##### Selected excerpt
At the same time, the industry group slammed his settlement with Sutter, and folks in Washington say they’re hearing rumblings from a small group of hospitals concerned with Becerra’s position on mergers.
DG: Aside from the department’s leverage as a rulemaker, Aditi, what else could HHS do about consolidation?
AS: So, Dan, I think that there are a few other things they could do. One example of this is the office of the Assistant Secretary for Planning and Evaluation, or ASPE, which is a bit like an internal HHS think tank. And it’s intended to advise the secretary on policy development through research and analysis. So, for example, if we have this new policy coming down the road, what’s the impact on competition likely to be. They also do publish a lot of reports which are public and so can sort of bring more sunlight to these issues of competition. Another thing they can do is they could use these reports and their general knowledge of health care markets, how they’re working and not working, to inform the work of the FTC and DOJ in those agencies’ antitrust efforts.
DG: So coming into this job, Becerra has really made a name for himself, in part because of this big, huge Sutter case. But it sounds like what you’re saying is that at HHS, Becerra would really sort of infuse the entire department with this sort of more pro-competitive lens. But there’s not one big Sutter-like take down that’s going to come.
##########
##### Data for analysis
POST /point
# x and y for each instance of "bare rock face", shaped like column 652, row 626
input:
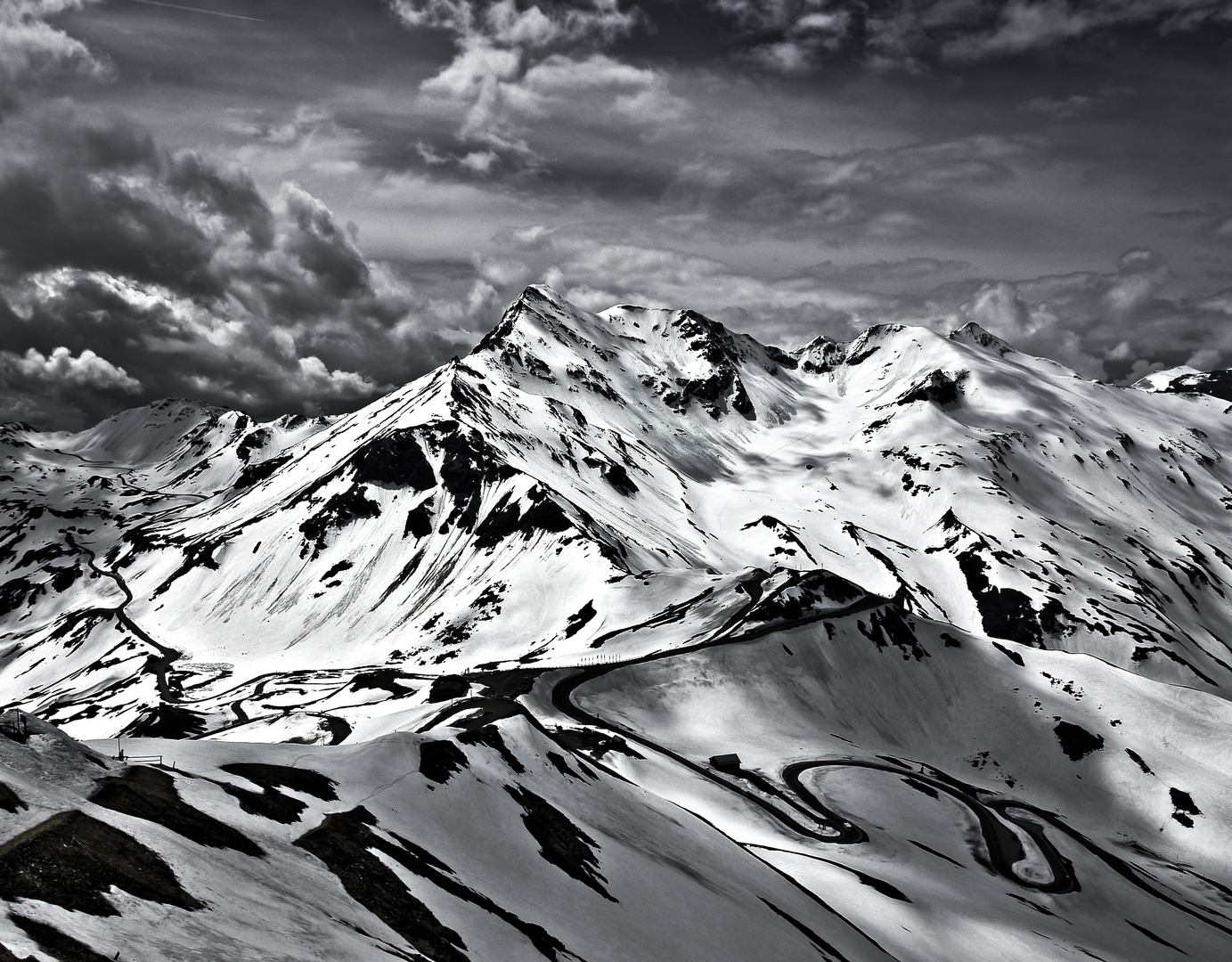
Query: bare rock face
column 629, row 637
##########
##### Data for analysis
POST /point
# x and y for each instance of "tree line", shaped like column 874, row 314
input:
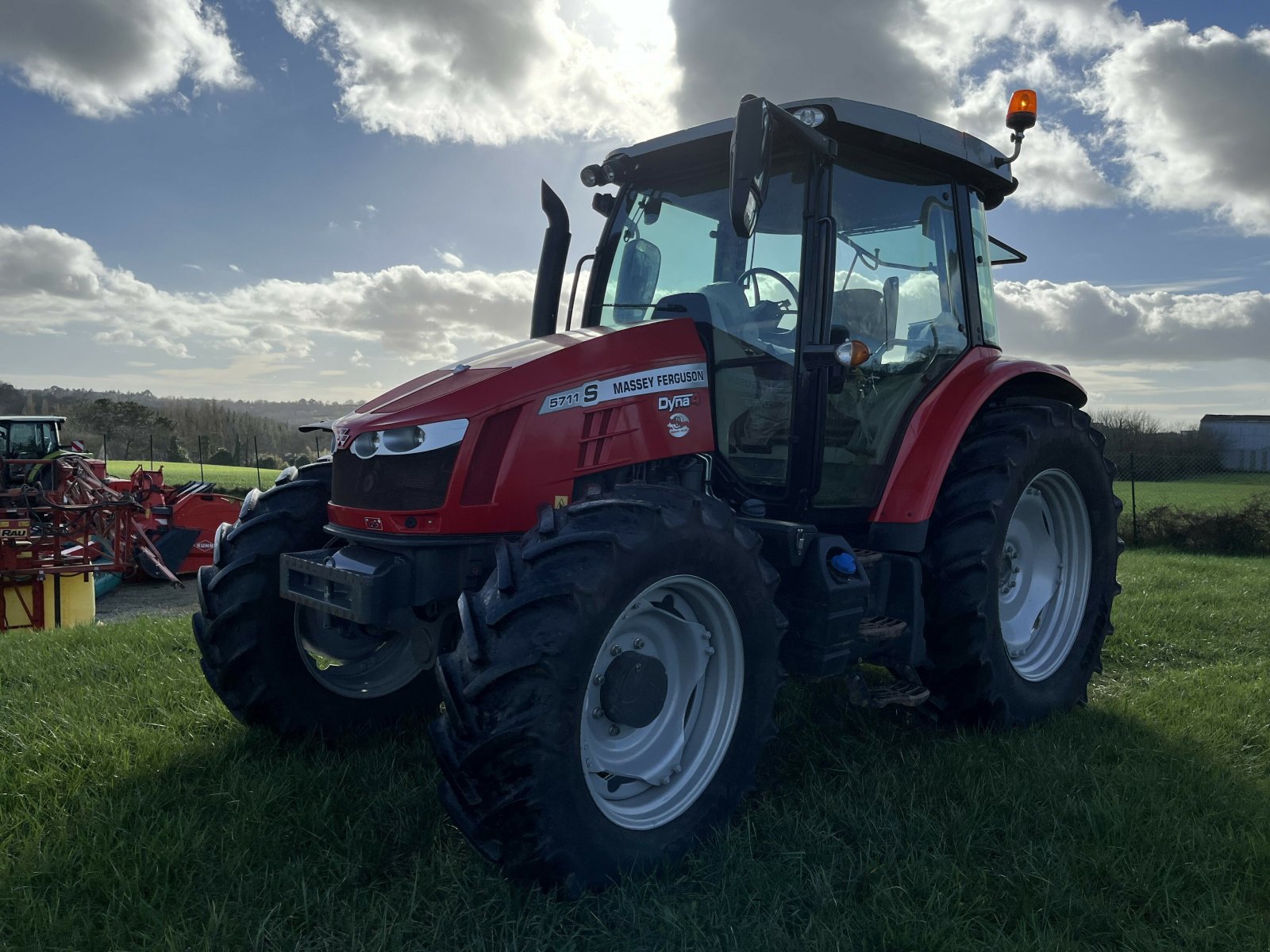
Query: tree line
##########
##### Data for analysis
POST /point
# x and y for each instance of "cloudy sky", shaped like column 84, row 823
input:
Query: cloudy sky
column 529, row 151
##########
> **Problem description**:
Set down the portion of the excerpt on HHS and hospital consolidation between "At the same" and "do about consolidation?", inclusive, word for word.

> **Solved exercise**:
At the same time, the industry group slammed his settlement with Sutter, and folks in Washington say they’re hearing rumblings from a small group of hospitals concerned with Becerra’s position on mergers.
DG: Aside from the department’s leverage as a rulemaker, Aditi, what else could HHS do about consolidation?